- [Exercise instructions]
Convert the listing below, from its first line up to and including the line that contains "negative clicks: (244, 166)", into a Markdown table with the columns "No." and "Line", giving each line a row number and skipping any blank lines.
[[ Input material open ]]
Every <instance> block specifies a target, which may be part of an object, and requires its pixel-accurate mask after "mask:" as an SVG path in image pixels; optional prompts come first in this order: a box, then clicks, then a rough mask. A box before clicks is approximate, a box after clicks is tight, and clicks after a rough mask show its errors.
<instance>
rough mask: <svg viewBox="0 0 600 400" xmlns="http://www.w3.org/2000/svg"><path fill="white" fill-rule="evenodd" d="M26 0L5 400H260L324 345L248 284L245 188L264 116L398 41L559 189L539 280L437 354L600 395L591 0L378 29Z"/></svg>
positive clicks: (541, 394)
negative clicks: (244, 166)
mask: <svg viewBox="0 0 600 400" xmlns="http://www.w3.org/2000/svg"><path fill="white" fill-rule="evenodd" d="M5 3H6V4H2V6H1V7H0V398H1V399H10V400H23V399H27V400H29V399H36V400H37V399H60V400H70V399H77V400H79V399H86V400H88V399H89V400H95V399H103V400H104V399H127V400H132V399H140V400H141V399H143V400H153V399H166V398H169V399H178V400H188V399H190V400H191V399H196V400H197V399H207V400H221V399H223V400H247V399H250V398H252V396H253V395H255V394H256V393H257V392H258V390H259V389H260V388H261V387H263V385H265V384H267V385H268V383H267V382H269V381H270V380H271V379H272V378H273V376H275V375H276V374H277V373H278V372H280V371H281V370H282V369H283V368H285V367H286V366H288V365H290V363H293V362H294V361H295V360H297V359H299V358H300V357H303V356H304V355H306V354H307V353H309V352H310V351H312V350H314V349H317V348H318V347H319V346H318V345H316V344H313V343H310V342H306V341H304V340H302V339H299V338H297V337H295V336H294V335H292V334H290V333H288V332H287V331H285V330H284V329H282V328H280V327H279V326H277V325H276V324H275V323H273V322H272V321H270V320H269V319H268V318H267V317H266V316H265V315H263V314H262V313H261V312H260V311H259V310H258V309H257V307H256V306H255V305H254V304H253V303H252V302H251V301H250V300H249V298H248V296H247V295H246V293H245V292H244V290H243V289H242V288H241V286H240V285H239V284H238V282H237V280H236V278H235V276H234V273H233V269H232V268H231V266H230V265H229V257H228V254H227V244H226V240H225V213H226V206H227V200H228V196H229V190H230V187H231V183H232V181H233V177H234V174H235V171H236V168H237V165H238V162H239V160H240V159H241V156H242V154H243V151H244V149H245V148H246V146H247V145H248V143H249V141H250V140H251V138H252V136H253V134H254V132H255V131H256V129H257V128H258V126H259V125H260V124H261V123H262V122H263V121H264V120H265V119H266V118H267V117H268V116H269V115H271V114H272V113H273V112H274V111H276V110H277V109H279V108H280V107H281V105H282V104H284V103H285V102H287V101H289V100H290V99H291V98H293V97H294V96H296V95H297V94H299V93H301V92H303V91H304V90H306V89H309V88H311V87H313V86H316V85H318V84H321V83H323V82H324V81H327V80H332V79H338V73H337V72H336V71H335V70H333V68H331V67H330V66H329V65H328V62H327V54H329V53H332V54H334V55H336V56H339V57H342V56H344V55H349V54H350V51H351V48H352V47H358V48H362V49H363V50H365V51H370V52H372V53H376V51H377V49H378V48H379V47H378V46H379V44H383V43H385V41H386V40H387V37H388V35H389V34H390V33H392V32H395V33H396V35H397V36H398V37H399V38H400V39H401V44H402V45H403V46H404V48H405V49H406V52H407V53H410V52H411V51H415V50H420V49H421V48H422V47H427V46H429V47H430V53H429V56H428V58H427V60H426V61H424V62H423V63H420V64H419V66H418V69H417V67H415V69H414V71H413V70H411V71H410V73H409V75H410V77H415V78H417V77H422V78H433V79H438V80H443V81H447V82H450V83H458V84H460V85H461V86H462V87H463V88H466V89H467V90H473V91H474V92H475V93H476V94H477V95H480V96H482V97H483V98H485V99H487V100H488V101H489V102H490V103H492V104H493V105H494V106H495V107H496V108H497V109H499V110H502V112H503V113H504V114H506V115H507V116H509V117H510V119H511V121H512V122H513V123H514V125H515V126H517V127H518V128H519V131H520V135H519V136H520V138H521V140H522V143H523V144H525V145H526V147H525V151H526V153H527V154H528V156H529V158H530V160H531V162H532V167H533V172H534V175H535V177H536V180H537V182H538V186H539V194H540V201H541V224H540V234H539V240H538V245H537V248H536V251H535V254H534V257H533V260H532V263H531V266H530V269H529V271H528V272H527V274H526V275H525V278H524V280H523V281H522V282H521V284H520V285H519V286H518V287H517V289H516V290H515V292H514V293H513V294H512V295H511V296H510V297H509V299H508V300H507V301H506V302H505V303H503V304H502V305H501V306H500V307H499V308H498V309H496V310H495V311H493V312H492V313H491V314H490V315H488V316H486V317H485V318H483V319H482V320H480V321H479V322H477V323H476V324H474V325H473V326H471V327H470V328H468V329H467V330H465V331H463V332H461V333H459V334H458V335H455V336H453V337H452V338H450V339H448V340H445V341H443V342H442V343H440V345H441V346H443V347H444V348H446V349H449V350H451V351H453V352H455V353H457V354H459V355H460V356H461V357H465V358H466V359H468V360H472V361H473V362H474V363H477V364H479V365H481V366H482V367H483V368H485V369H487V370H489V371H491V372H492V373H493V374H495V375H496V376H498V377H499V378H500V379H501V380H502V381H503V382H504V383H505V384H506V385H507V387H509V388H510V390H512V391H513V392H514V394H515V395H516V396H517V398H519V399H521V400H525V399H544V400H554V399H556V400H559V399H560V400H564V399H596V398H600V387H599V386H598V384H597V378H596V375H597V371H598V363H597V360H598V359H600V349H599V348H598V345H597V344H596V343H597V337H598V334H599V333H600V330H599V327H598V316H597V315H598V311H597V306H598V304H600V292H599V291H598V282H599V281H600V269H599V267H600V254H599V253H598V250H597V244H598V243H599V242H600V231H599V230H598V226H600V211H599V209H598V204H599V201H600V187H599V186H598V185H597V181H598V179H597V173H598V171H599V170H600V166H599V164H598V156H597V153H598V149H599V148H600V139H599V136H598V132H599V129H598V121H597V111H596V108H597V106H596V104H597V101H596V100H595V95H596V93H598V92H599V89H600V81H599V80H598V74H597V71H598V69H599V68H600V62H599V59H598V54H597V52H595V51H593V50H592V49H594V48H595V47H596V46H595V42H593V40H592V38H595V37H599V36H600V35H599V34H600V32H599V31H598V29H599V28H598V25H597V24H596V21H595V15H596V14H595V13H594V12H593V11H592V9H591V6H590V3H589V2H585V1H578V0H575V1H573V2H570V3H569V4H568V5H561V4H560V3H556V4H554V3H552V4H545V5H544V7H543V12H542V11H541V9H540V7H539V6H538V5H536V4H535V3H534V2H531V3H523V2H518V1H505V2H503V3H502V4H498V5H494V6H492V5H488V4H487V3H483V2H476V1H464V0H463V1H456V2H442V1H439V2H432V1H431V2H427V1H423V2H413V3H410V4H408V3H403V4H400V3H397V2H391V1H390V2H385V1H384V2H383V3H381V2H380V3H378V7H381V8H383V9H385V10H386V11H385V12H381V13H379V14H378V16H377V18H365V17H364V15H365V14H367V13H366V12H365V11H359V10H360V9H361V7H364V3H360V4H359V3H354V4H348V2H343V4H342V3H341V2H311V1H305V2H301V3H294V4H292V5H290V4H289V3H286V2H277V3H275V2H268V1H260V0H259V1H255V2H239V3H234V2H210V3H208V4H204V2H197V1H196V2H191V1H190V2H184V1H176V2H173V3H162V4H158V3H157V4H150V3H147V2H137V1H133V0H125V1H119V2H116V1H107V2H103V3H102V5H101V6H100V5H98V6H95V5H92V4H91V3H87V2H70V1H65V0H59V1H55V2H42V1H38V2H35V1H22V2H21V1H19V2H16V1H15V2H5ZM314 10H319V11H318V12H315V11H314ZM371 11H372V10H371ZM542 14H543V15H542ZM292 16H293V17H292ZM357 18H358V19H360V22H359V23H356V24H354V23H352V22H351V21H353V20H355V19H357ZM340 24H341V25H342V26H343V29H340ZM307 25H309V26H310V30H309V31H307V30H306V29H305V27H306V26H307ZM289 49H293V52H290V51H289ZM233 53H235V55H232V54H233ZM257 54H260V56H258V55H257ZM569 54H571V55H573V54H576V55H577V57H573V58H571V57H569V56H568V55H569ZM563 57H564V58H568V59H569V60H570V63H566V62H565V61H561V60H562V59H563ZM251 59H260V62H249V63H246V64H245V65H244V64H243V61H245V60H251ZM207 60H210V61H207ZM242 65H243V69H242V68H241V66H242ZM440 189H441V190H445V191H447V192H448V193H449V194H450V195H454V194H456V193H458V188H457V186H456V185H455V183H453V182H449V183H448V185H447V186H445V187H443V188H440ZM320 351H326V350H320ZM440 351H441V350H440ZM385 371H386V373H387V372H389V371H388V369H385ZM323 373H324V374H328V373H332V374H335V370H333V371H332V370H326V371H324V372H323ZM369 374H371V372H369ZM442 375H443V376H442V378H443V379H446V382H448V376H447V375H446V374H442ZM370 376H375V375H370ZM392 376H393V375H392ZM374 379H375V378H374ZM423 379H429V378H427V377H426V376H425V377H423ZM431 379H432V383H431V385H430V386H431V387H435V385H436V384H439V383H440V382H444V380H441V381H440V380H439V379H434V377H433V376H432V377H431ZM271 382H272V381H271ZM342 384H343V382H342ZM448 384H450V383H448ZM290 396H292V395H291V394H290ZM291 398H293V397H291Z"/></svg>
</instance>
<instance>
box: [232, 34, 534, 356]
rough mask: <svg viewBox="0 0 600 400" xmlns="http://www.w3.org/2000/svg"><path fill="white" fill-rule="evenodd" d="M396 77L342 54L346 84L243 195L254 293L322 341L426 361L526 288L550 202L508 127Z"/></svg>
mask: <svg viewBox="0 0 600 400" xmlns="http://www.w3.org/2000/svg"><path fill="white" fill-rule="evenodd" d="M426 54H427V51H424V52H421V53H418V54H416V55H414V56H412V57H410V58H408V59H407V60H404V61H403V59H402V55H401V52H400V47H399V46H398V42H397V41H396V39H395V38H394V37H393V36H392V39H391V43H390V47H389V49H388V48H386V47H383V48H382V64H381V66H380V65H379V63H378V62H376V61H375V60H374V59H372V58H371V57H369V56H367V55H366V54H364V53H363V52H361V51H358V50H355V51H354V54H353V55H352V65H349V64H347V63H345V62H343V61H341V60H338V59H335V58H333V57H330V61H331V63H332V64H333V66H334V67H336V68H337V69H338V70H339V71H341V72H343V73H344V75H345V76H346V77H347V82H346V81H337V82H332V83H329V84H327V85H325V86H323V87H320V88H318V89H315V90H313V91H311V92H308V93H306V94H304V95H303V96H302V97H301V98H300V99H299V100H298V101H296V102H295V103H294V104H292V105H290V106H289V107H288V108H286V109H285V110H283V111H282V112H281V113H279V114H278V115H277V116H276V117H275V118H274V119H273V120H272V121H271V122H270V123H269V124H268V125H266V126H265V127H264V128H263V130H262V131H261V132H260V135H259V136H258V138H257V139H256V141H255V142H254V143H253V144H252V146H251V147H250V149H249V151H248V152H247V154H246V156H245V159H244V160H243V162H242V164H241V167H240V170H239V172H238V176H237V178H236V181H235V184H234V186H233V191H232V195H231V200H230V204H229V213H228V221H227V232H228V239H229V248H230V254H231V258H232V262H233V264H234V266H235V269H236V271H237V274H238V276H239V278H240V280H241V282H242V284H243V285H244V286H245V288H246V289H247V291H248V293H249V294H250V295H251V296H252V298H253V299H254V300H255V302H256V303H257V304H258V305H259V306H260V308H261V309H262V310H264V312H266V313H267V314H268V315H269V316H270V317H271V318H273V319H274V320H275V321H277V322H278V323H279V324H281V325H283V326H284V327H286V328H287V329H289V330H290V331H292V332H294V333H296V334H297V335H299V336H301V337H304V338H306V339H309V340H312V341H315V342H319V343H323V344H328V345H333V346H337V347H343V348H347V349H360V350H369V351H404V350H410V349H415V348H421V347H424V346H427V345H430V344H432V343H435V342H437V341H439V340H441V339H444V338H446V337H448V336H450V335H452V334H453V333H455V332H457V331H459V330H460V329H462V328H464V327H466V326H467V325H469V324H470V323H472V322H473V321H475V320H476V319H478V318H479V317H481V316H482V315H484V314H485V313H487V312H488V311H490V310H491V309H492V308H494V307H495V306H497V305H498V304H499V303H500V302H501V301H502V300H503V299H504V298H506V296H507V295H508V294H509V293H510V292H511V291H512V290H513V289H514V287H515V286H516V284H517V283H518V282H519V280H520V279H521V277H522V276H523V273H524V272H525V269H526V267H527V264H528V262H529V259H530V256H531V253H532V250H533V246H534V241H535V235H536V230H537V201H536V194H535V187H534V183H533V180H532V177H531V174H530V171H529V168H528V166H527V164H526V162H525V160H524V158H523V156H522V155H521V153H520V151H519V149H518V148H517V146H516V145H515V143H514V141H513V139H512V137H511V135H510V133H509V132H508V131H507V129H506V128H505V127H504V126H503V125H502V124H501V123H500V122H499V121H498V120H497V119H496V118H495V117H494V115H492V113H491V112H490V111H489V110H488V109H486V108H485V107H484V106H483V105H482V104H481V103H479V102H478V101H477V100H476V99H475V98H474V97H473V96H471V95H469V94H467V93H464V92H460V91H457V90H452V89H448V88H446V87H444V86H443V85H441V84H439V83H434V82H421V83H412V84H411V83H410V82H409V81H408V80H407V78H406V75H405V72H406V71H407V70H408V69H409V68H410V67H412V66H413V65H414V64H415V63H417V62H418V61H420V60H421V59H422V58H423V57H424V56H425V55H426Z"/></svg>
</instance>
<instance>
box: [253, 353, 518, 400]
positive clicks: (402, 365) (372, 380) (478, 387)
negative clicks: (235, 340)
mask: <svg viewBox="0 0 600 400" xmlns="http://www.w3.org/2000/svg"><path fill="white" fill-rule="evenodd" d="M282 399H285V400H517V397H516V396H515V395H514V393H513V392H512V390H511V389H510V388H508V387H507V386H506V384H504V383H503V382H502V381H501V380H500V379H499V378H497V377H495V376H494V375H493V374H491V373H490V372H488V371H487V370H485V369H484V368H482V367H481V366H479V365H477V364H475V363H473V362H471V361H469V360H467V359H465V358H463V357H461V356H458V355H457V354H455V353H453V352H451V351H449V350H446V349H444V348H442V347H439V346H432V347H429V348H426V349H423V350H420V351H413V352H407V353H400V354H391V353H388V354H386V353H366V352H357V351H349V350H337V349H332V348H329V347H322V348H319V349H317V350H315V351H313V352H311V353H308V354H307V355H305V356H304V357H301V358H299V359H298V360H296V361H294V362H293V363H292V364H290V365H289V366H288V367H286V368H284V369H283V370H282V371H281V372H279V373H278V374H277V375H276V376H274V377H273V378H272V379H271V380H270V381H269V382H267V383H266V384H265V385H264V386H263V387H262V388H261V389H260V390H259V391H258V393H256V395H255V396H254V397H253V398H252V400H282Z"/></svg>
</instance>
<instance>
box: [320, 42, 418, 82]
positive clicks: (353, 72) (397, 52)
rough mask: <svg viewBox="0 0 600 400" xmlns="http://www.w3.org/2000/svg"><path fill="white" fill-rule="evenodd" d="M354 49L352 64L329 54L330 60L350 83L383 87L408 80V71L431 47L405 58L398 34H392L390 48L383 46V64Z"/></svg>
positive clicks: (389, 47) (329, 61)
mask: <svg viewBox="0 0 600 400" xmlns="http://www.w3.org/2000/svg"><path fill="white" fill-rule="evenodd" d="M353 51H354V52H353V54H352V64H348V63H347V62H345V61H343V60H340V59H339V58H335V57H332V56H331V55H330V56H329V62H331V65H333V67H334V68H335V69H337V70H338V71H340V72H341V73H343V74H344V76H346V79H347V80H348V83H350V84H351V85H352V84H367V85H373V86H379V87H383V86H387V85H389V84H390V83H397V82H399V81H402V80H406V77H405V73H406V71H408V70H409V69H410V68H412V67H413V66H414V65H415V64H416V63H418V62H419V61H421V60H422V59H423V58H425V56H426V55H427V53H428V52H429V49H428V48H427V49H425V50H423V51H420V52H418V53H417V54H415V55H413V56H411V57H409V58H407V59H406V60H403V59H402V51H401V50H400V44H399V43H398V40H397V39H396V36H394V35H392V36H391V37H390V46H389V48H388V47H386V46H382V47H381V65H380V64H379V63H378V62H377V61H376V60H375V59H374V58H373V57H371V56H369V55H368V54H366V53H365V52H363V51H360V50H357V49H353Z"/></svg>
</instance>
[[ Input material closed ]]
- [Task answer]
| No. | Line |
|---|---|
| 1 | Every <instance> block specifies a target, which may be part of an object, and requires its pixel-accurate mask after "mask:" as an SVG path in image pixels; optional prompts come first in this order: a box, then clicks, then a rough mask. A box before clicks is approximate, a box after clicks is tight, and clicks after a rough mask show its errors. |
| 2 | <instance> |
| 3 | rough mask: <svg viewBox="0 0 600 400" xmlns="http://www.w3.org/2000/svg"><path fill="white" fill-rule="evenodd" d="M26 0L5 400H260L324 345L248 284L245 188L264 116L398 41L559 189L539 280L437 354L600 395L591 0L378 29Z"/></svg> |
| 4 | positive clicks: (541, 394) |
| 5 | negative clicks: (244, 166) |